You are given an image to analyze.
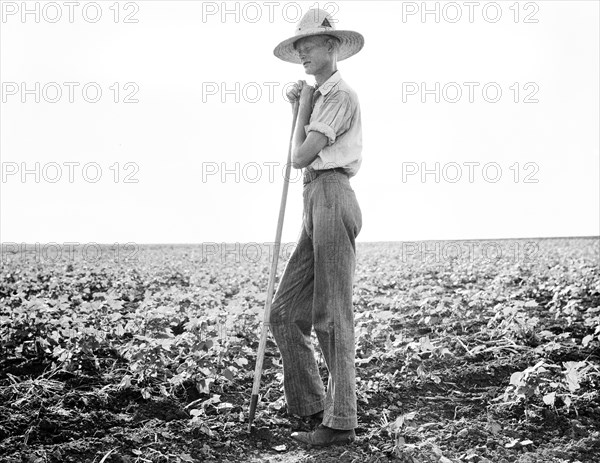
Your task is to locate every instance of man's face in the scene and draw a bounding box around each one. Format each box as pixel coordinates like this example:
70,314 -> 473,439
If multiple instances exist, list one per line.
294,35 -> 333,75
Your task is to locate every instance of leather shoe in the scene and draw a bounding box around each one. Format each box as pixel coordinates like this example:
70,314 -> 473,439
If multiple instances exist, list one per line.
291,424 -> 356,447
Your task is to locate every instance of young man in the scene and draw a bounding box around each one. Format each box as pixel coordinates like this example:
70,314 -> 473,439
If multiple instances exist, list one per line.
269,9 -> 364,446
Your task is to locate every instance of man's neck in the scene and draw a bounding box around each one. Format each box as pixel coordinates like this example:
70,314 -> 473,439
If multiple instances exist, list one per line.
315,65 -> 337,87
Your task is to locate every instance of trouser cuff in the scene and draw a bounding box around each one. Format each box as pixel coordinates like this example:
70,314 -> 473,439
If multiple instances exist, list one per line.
287,399 -> 325,416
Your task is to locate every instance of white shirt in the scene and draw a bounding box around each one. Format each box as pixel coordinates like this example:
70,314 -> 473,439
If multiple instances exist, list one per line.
304,71 -> 362,177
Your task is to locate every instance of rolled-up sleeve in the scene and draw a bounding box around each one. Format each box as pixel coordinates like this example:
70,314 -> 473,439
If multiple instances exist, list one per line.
304,91 -> 352,146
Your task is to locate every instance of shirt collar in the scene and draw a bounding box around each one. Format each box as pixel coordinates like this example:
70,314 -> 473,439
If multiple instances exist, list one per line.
315,70 -> 342,96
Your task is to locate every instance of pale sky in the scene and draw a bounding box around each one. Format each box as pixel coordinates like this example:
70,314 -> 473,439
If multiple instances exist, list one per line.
0,1 -> 600,243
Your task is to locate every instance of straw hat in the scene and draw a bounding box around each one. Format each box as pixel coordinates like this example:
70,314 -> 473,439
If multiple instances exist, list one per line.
273,8 -> 365,64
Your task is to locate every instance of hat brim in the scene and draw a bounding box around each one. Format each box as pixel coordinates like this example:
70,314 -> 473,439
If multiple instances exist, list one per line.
273,30 -> 365,64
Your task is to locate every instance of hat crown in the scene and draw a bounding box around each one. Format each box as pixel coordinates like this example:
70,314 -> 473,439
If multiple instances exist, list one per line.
295,8 -> 335,35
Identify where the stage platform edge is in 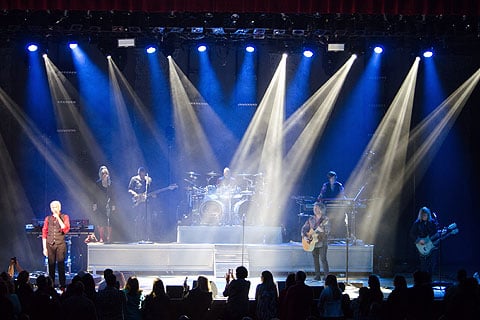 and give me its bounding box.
[87,242,374,277]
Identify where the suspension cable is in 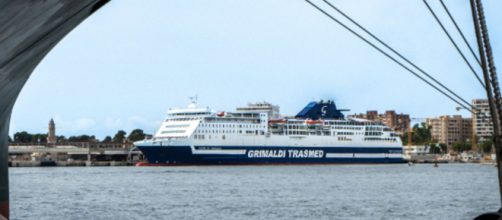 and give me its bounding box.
[423,0,486,88]
[305,0,474,113]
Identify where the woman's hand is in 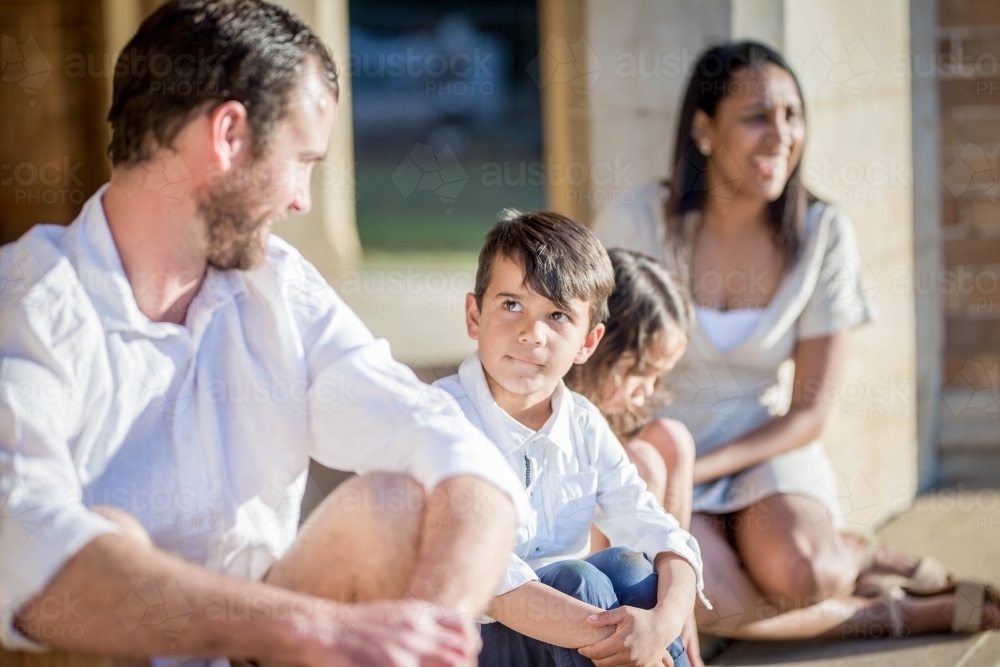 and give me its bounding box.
[580,607,681,667]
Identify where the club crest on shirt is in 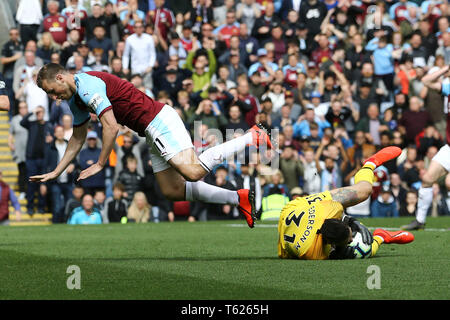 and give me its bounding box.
[88,93,103,113]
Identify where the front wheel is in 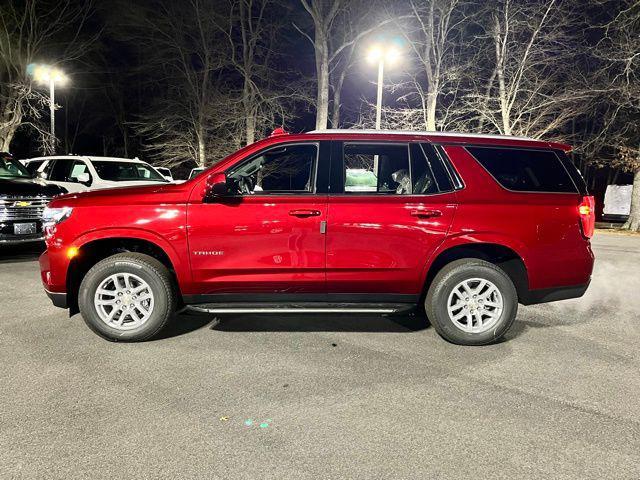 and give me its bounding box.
[78,253,176,342]
[425,258,518,345]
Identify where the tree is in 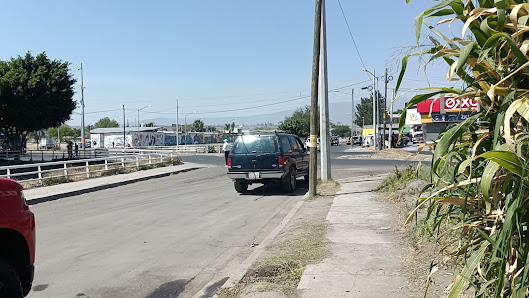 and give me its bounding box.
[331,125,351,138]
[48,124,81,139]
[395,0,529,297]
[191,119,204,132]
[0,52,76,150]
[94,117,119,128]
[355,91,389,126]
[278,106,319,138]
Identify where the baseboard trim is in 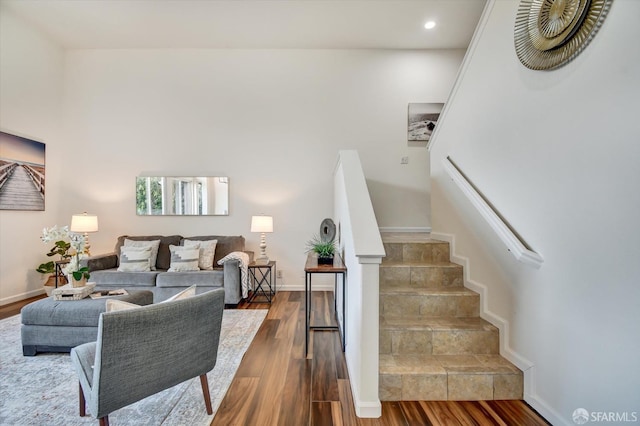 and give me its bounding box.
[0,288,45,306]
[431,232,569,425]
[345,354,382,419]
[378,226,431,234]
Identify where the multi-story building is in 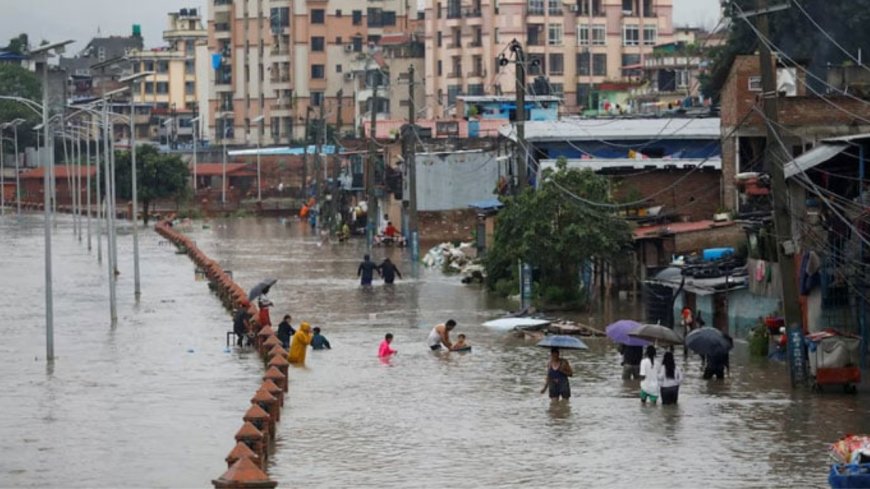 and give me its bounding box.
[425,0,673,117]
[129,8,207,145]
[208,0,416,144]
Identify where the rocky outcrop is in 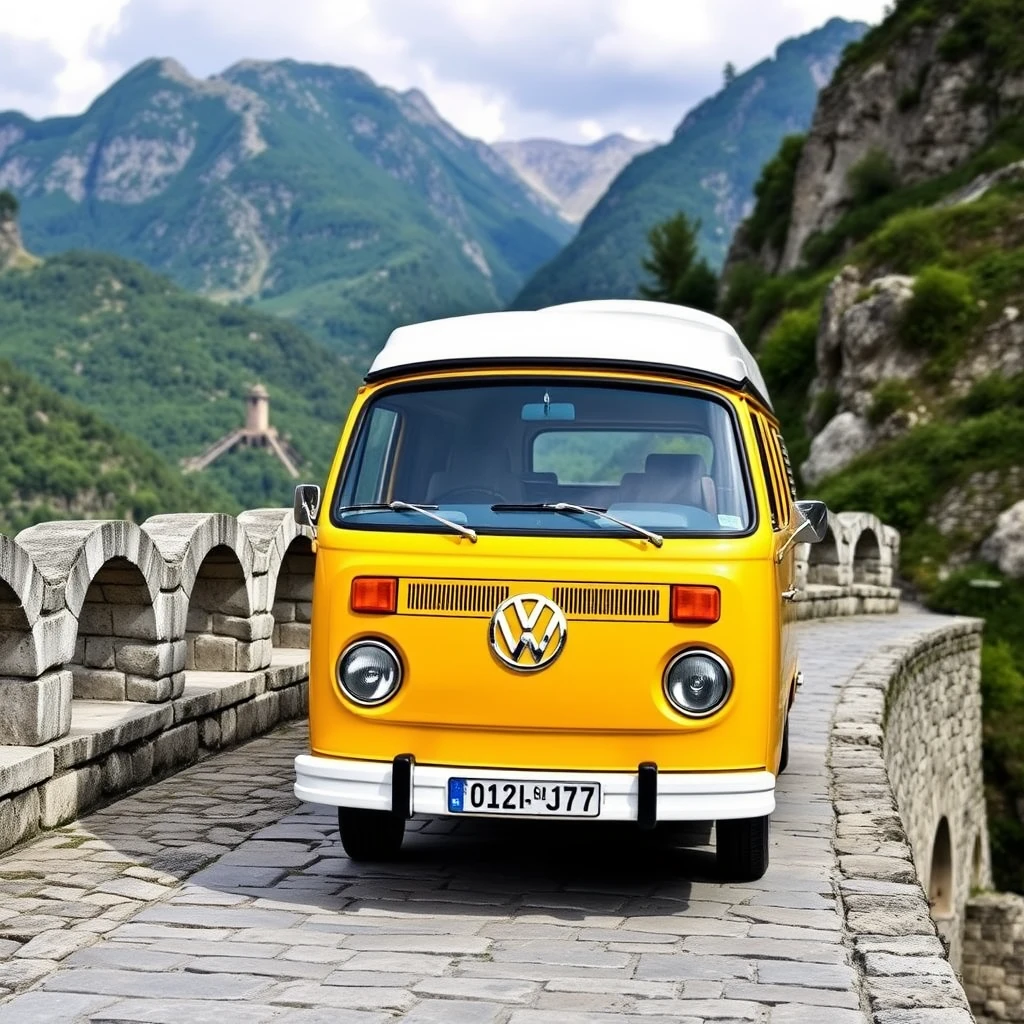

********

WRITTEN TASK
Swap "straw hat" for "sun hat" in the stretch of records from the line that contains "Your task is to locate every instance of young" through the line that contains "273,8 -> 365,64". Give back only that stretch, with nothing else changed.

EXERCISE SOLUTION
Your task is to locate every instance of young man in the scene and draw a bounding box around each one. Format each box as pixel coordinates like this example:
70,314 -> 473,439
If multiple instances exist, list one per line.
269,9 -> 364,446
Your task is to locate every instance of man's neck in the scene and draw a bounding box around each one. Format each box as pixel coordinates like this example:
70,314 -> 473,439
If multiple instances exist, list one per line.
315,65 -> 337,87
Your task is to locate every instance of trouser cuff in the scene and draw a bounding box around each one. Format each box as pixel coordinates like this example:
70,314 -> 473,439
If multiple instances exist, list one per line.
287,399 -> 325,416
Your task is to locate every instance of white shirt in the scene and draw a bounding box around each one. Format each box as pixel coordinates like this example:
70,314 -> 473,439
If multiple instances exist, list one per line.
304,71 -> 362,177
Your task is to locate every instance of rolled-up sleeve in the scene and draw a bounding box around each one. Format each box as pixel coordinates like this example:
70,314 -> 473,439
If multiple instances exist, list one per line.
304,91 -> 352,146
Your task is to locate every instance of shirt collar in the scene and draw a bounding box around each one. Format each box as pixel coordinates like this example:
70,314 -> 473,439
If multiple instances exist, list one per line.
315,70 -> 342,96
Your task is to locate every instance of pale sky in the scene and draw a bounding box around each one. Format each box as pixel coordinates like this example:
70,314 -> 473,439
If multiple instances exist, list one per line.
0,1 -> 600,243
Your task is to locate every instance of sun hat in the scene and draw a bounding box around each one. Format each box as pixel coordinates like this example:
70,314 -> 473,439
If multiple instances exist, list one per line.
273,8 -> 365,64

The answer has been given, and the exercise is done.